Dataset entries ::
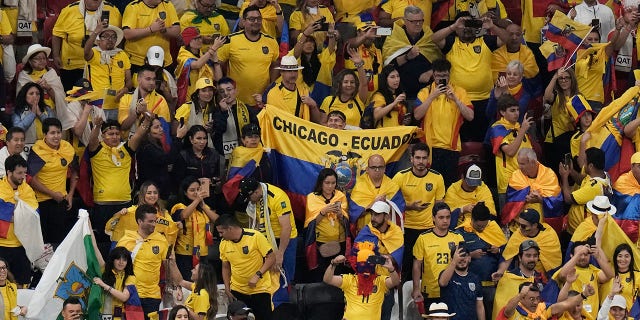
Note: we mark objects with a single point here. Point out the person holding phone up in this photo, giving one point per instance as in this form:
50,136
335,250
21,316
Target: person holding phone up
149,23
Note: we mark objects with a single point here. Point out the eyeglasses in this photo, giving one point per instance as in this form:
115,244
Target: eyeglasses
419,21
254,19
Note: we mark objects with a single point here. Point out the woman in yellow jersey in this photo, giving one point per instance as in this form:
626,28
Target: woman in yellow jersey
195,236
349,91
192,65
9,293
629,278
202,304
30,111
35,69
326,218
389,101
117,282
179,312
125,219
561,88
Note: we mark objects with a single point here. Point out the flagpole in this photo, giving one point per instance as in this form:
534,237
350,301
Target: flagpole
564,67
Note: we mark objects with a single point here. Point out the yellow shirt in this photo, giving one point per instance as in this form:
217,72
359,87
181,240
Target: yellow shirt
217,27
457,198
193,238
289,101
156,104
352,109
443,119
435,254
589,189
588,275
198,302
50,166
108,79
246,257
391,119
358,306
139,15
501,57
279,205
147,262
249,63
589,72
7,194
269,18
106,173
428,189
396,9
299,21
5,29
71,28
472,59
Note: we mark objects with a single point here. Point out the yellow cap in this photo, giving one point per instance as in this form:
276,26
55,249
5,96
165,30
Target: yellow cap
635,158
365,25
203,83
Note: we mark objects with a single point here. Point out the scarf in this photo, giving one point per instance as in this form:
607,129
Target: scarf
199,18
90,20
107,55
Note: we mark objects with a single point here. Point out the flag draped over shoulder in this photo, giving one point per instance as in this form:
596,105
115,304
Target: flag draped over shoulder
546,183
626,198
243,163
300,149
566,32
69,273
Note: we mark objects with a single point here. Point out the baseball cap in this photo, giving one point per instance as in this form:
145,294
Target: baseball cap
203,83
528,244
635,158
473,176
155,56
530,215
380,207
250,129
238,308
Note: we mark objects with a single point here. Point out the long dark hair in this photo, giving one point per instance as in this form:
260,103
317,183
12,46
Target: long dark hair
108,276
21,99
207,281
312,65
616,269
383,85
191,133
322,175
174,311
184,185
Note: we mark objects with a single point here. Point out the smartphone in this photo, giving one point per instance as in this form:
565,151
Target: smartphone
374,259
473,23
567,159
105,16
380,31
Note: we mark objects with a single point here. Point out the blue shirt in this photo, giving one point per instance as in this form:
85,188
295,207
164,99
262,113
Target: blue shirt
461,295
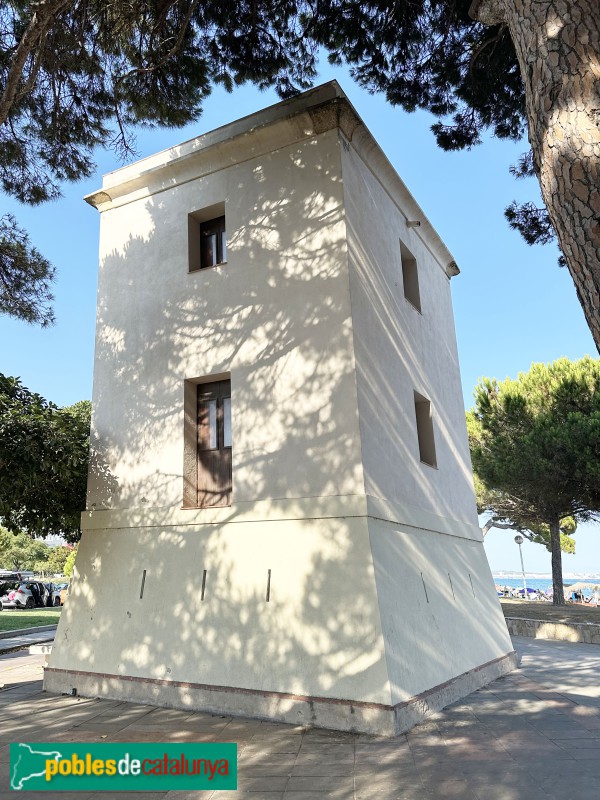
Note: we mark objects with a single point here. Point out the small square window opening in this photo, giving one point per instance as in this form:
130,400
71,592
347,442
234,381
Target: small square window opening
425,430
410,277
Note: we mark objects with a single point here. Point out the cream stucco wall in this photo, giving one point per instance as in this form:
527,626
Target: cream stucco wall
318,635
399,350
276,318
380,593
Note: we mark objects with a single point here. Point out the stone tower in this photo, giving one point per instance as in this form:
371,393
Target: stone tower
281,519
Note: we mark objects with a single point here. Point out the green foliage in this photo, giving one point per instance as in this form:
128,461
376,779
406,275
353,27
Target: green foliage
56,560
76,76
21,552
43,462
535,447
70,562
25,276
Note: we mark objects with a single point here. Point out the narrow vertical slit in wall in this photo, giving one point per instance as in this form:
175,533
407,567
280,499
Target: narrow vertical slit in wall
451,586
424,588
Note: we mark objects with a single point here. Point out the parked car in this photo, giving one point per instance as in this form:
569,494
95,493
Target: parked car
60,590
24,594
54,590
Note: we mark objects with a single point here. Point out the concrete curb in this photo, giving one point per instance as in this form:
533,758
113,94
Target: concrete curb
585,632
25,631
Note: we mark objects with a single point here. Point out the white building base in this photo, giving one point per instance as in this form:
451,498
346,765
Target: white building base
357,622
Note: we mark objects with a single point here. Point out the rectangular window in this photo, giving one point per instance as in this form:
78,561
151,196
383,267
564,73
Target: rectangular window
213,243
213,444
207,238
425,430
410,277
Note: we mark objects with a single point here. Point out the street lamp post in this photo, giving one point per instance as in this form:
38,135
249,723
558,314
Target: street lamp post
519,540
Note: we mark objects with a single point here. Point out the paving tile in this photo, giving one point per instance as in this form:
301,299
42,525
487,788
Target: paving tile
320,783
266,783
331,794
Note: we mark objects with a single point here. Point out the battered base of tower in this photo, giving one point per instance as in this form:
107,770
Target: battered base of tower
320,712
346,613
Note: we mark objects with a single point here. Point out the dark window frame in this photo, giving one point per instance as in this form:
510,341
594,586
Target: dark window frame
213,446
213,254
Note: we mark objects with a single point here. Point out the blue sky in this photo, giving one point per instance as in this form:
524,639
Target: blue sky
513,305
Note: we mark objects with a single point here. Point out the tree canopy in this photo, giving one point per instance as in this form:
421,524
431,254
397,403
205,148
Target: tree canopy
535,447
43,462
75,75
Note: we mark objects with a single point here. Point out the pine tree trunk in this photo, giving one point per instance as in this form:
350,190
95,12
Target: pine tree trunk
558,47
557,585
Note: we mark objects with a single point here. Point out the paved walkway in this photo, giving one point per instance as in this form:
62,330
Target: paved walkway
532,735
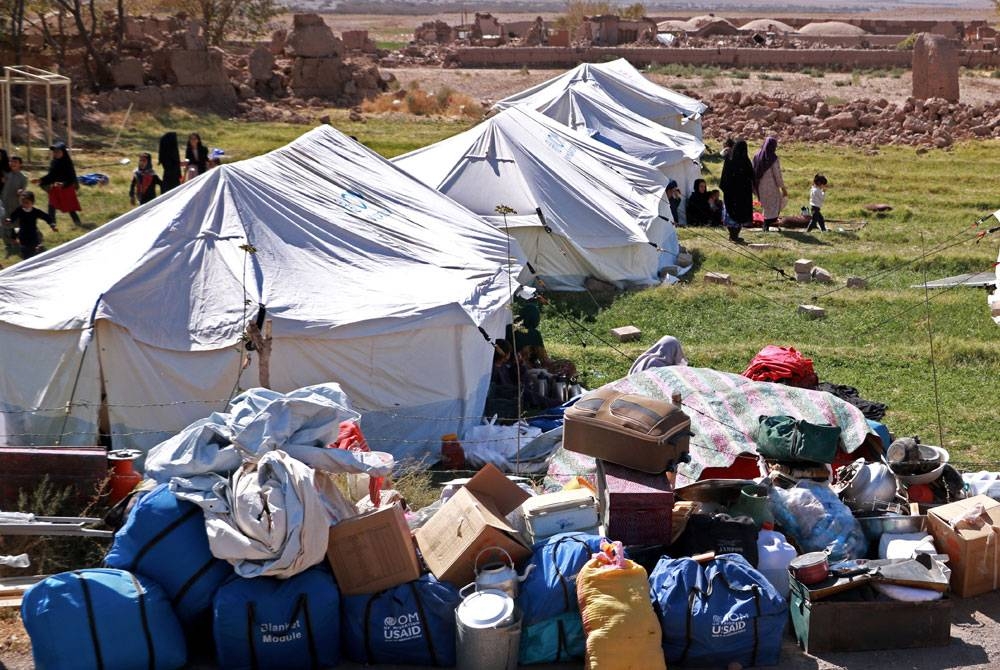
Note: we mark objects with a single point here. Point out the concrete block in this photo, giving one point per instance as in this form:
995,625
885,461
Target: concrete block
668,270
812,311
718,278
626,333
822,275
857,282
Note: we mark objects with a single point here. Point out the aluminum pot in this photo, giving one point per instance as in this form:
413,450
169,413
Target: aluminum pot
811,568
488,627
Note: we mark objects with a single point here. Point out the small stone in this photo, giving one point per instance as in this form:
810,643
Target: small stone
857,282
821,275
812,311
718,278
626,333
804,265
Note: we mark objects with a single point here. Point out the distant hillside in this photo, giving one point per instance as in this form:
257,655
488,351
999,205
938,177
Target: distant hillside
771,6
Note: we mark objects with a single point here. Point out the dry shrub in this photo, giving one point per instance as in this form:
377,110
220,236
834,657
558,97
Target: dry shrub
420,103
443,102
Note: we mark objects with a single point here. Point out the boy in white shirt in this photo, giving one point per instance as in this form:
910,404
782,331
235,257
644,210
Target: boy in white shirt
816,197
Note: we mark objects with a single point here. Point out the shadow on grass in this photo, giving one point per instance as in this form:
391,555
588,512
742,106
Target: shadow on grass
804,237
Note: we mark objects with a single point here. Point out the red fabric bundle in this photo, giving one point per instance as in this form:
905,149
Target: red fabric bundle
783,365
349,436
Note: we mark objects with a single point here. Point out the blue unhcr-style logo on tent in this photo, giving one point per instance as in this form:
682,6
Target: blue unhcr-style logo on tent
356,204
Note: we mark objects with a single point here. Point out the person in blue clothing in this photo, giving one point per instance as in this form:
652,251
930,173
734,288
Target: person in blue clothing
25,221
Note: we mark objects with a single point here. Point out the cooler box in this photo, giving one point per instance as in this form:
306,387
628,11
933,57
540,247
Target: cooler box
562,512
636,507
632,430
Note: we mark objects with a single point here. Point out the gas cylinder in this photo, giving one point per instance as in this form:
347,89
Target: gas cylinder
124,478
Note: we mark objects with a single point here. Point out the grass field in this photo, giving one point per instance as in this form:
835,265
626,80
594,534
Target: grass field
876,340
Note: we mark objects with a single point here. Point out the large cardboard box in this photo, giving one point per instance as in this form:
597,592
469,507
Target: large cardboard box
472,520
974,557
373,552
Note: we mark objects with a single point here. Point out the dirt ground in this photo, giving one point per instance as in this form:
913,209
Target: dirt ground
975,643
490,85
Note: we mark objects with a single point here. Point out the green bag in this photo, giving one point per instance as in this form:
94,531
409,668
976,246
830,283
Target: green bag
785,438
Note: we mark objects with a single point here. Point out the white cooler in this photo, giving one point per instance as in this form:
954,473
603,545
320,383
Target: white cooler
562,512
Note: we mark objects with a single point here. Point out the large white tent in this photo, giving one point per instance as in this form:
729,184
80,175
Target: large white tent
627,87
592,221
370,278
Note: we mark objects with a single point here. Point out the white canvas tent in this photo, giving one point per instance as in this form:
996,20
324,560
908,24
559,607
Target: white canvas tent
371,280
627,87
588,110
593,221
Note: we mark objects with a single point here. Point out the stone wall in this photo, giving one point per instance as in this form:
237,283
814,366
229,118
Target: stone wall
559,57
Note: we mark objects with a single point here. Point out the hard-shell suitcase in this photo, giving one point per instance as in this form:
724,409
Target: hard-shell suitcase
562,512
641,433
636,507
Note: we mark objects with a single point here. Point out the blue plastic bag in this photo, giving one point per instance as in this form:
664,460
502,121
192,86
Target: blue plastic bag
714,615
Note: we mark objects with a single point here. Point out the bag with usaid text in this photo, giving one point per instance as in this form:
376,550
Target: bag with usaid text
266,622
721,613
410,624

What you will do :: Your reply should contain only an exact copy of the lines from the beginning of the material through the line with "out the eyeglasses", both ends included, with the pictures removed.

Result for this task ::
Note: we mark objects with a single point here. Point out the person holding phone up in this photo, giving one point per instance as in this form:
50,136
335,250
21,316
Target: person holding phone up
149,23
Note: we mark objects with a single point here. Point out the eyeglasses in this photo, giving one point per instance as in this form:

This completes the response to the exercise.